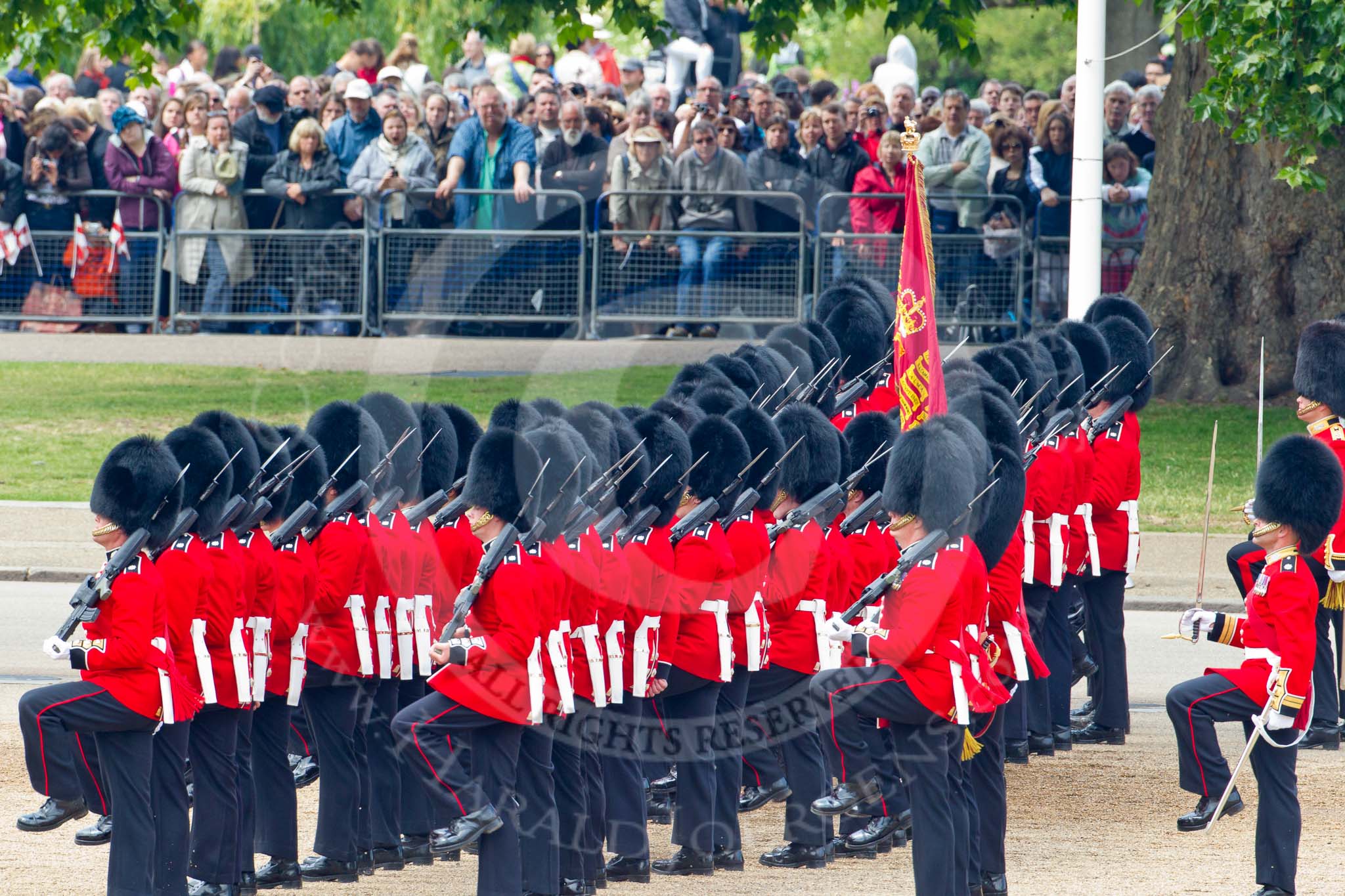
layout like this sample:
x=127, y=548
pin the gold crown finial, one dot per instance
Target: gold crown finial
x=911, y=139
--
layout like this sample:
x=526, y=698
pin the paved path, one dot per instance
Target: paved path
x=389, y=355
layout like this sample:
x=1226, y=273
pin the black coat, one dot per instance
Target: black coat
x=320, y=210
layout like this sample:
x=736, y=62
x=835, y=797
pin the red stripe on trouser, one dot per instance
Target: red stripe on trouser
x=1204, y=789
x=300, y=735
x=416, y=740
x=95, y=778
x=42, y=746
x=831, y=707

■ **Instruction**
Please return every line above that contains the word "paved".

■ **Task output**
pin the paved path, one dot per instance
Target: paved path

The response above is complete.